[Start]
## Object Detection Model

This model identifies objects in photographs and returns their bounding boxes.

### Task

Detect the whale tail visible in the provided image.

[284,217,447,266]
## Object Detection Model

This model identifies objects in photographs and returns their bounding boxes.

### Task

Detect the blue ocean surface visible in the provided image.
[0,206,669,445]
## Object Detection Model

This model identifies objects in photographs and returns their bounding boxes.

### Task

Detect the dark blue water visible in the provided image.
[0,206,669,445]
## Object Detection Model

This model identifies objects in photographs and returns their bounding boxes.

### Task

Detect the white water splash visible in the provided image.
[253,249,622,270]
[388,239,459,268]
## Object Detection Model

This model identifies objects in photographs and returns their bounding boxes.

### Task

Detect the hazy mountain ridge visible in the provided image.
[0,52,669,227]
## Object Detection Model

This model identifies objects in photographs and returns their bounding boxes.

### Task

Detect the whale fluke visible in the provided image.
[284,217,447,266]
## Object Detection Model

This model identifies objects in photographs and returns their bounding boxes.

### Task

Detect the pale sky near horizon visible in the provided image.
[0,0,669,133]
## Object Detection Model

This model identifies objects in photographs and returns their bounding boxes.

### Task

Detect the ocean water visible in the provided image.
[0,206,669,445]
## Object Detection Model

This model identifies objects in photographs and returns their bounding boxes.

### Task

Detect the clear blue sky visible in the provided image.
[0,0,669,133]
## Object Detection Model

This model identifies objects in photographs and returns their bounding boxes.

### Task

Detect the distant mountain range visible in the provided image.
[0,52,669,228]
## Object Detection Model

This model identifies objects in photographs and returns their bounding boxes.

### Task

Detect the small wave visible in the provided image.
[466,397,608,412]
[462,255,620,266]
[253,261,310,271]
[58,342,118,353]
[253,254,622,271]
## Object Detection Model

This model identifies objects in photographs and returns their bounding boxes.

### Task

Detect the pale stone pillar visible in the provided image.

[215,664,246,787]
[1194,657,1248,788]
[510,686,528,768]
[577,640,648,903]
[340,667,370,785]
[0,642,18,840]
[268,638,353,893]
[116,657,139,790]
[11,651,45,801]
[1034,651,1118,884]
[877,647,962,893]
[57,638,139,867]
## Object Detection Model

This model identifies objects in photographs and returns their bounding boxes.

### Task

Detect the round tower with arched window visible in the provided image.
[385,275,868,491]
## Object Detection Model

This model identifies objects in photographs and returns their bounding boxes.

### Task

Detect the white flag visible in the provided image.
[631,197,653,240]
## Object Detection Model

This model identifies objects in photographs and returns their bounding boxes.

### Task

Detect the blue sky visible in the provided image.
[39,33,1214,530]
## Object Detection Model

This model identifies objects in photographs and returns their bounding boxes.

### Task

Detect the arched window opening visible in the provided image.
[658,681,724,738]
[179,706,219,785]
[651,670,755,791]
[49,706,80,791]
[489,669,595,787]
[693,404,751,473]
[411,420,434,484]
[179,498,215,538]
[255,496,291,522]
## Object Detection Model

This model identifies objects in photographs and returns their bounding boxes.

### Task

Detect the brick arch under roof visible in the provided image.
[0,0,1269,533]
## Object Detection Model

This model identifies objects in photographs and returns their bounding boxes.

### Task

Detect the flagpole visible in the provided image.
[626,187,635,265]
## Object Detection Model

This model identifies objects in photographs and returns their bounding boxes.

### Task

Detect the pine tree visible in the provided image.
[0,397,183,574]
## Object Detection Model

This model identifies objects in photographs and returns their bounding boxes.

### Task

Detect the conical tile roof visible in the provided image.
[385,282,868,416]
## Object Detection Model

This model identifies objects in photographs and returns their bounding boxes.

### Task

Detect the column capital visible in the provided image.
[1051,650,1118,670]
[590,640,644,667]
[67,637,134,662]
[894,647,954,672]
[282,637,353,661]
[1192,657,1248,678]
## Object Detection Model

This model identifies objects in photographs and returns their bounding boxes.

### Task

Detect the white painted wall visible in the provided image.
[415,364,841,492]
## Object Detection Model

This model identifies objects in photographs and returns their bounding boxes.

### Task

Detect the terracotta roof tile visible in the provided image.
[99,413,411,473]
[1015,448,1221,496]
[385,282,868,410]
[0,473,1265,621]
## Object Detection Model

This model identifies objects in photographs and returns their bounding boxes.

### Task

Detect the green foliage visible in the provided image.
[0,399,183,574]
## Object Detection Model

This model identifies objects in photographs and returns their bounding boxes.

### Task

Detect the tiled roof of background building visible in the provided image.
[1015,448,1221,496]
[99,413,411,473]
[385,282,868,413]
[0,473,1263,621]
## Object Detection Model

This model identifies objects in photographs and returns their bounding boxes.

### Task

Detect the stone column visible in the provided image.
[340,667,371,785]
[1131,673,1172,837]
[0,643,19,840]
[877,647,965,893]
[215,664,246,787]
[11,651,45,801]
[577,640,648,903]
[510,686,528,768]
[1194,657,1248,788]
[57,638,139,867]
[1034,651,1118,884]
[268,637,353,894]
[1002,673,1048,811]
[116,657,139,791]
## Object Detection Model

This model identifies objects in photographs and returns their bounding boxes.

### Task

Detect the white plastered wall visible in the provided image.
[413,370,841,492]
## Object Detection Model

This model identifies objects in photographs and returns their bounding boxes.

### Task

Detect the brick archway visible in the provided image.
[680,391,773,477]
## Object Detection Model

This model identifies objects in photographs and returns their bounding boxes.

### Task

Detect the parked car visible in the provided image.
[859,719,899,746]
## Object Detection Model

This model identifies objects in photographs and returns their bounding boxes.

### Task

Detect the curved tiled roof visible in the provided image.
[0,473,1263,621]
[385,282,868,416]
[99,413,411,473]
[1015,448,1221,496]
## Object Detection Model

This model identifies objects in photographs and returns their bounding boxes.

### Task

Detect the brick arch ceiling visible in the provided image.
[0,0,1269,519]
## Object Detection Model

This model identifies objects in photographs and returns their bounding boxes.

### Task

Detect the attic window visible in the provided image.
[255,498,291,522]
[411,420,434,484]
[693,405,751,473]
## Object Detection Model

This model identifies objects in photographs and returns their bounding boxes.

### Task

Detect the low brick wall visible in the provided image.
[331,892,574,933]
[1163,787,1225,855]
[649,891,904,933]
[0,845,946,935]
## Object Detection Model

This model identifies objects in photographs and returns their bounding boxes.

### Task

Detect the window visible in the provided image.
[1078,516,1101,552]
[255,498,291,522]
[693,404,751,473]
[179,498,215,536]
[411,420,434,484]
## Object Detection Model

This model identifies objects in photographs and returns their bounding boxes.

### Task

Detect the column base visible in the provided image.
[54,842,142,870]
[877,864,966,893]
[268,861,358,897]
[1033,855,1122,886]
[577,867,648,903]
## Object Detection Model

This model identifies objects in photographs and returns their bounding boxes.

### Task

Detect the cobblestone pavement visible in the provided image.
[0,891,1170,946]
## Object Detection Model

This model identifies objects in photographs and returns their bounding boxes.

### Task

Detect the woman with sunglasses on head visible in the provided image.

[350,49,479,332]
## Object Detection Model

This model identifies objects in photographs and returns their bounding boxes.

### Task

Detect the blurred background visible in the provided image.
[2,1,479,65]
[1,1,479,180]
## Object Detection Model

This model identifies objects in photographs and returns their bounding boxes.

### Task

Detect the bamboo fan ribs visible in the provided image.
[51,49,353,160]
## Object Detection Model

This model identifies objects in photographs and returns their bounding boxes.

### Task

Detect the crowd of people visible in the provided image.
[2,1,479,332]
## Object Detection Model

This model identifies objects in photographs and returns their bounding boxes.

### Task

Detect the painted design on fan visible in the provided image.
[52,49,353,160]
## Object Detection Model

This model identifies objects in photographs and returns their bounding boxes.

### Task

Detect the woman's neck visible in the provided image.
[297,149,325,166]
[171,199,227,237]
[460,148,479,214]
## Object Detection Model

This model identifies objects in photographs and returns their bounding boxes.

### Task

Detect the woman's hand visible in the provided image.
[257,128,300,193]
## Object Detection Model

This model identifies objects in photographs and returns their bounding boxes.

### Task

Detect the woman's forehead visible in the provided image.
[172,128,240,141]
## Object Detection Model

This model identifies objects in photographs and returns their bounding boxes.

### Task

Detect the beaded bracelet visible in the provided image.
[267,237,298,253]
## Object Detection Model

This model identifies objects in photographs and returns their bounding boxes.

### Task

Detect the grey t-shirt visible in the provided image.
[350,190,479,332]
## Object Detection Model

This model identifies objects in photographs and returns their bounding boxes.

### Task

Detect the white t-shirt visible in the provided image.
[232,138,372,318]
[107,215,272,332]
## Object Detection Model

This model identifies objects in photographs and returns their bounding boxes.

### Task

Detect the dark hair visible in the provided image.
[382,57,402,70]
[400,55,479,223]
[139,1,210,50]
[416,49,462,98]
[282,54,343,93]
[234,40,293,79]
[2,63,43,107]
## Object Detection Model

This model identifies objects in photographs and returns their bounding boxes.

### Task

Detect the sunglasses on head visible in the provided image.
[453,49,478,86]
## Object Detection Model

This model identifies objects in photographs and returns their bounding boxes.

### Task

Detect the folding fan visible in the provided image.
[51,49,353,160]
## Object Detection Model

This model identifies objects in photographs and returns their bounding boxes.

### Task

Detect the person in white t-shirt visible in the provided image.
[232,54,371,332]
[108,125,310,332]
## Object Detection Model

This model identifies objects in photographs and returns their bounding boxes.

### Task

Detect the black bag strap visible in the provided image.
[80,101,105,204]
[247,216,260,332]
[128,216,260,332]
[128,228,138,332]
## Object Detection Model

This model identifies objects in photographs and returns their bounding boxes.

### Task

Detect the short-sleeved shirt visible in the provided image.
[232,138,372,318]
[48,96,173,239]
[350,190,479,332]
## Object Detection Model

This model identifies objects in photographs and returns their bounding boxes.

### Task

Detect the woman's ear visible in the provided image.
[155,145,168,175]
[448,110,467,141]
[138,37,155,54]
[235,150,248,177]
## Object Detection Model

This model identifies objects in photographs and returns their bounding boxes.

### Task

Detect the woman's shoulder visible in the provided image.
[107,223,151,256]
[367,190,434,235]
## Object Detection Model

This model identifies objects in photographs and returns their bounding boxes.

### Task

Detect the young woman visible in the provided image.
[End]
● **Work instructions**
Please put the entries, from the start through the line containing "[0,52,669,228]", into a two-column CSV with the headers input and output. Give one row per entry, with its text and its answer each in a single quoted field and line breaks replaced by spaces.

● **Correct output**
input,output
"## Object Detection Model This model identifies objects in photographs and returns their bounding boxes. ### Task Detect the whale tail visible in the provided image.","[284,217,447,266]"
"## Object Detection Model This model identifies objects in photographs and returns their bounding boxes. ### Task Detect the blue ocean surface visible in the provided image.","[0,206,669,445]"
"## Object Detection Model This model identifies objects in photographs and returns their bounding boxes. ### Task Detect the dark blue water visible in the provided image.","[0,206,669,445]"
"## Object Detection Model This model identifies objects in photographs and returns their bounding boxes. ### Task Detect the white water splash visible in the provided image.","[253,249,622,270] [388,239,459,268]"
"## Object Detection Model This model identifies objects in photographs and returns their bounding boxes. ### Task Detect the hazy mountain ridge visible in the provided image.","[0,52,669,227]"
"## Object Detection Model This model identifies objects in photographs and returns their bounding boxes. ### Task Detect the whale fluke visible in the provided image.","[284,217,447,266]"
"## Object Detection Model This model identifies objects in photographs and returns their bounding boxes. ### Task Detect the pale sky near horizon visible in the provided image.","[0,0,669,133]"
"## Object Detection Model This model identifies objects in photographs and returns their bounding boxes. ### Task Detect the ocean water visible in the provided image.","[0,206,669,445]"
"## Object Detection Model This model identifies objects in photographs and returns their bounding boxes. ### Task Detect the clear blue sky visible in the provided image.","[0,0,669,133]"
"## Object Detection Model This model identifies objects in photographs and returns their bounding boxes. ### Task Detect the distant mountain range visible in the provided image.","[0,52,669,228]"